▶ [Übungstext]
━━━━━━━━━━━━━━━━━━━━━━━━━━━━━━

Dr. Iva Speck und Prof. Susan Arndt aus Freiburg zeigten, wie komplex das Thema ist – von der Hirnplastizität über die Reorganisation der Hörbahn bis zur Erfolgsprognose eines CI. Bei einseitig ertaubten Kindern ist vor allem die Diagnostik erschwert. Eine frühzeitige Versorgung sei jedoch wichtig, sagte Dr. Christiane Koitschev aus Stuttgart. „Studien zeigen, dass einseitig ertaubte Kinder erhebliche Nachteile haben.“ Bei bimodaler Versorgung, also der Kombination von CI und Hörgerät, liegt die Herausforderung in der Abstimmung beider Systeme. Prof. Stefan Zirn aus Oldenburg berichtete von Fortschritten, die das Richtungshören verbessern.
4. Rehabilitation und Nachsorge
Viel diskutiert wurde die Anschlussheilbehandlung (AHB) und deren Herausforderungen. Dr. Silke Helbig stellte erste Studien vor: Eine frühzeitige Reha bringt keine Nachteile – im Gegenteil. Die Wiedereingliederung in Alltag und Beruf kann früher erfolgen, zudem sei der Beantragungsprozess gegenüber der stationären CI-Reha im Standardprozedere vereinfacht.

━━━━━━━━━━━━━━━━━━━━━━━━━━━━━━

▶ [Datenauszug]
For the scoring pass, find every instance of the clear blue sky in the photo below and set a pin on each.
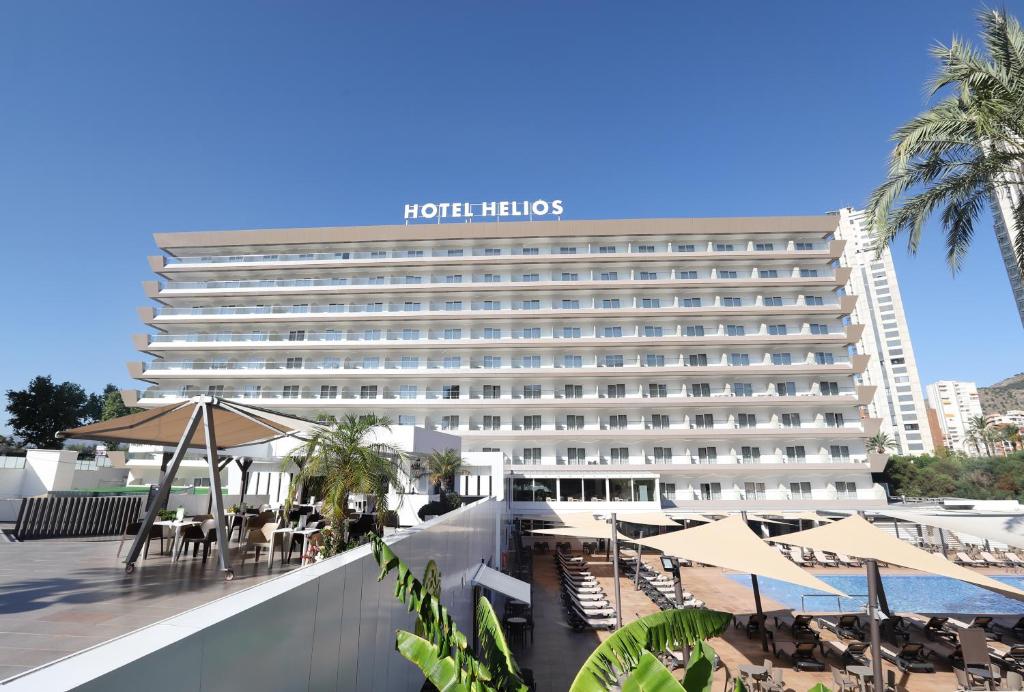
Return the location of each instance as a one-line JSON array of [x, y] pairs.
[[122, 119]]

━━━━━━━━━━━━━━━━━━━━━━━━━━━━━━

▶ [Deine Aufgabe] Schreib den Übungstext von „Dr. Iva Speck“ bis hin zu „das Richtungshören verbessern.“ noch einmal ab. Ersetze dabei „Richtungshören“ durch „Sprachverstehen“.

▶ [Lösung]
Dr. Iva Speck und Prof. Susan Arndt aus Freiburg zeigten, wie komplex das Thema ist – von der Hirnplastizität über die Reorganisation der Hörbahn bis zur Erfolgsprognose eines CI. Bei einseitig ertaubten Kindern ist vor allem die Diagnostik erschwert. Eine frühzeitige Versorgung sei jedoch wichtig, sagte Dr. Christiane Koitschev aus Stuttgart. „Studien zeigen, dass einseitig ertaubte Kinder erhebliche Nachteile haben.“ Bei bimodaler Versorgung, also der Kombination von CI und Hörgerät, liegt die Herausforderung in der Abstimmung beider Systeme. Prof. Stefan Zirn aus Oldenburg berichtete von Fortschritten, die das Sprachverstehen verbessern.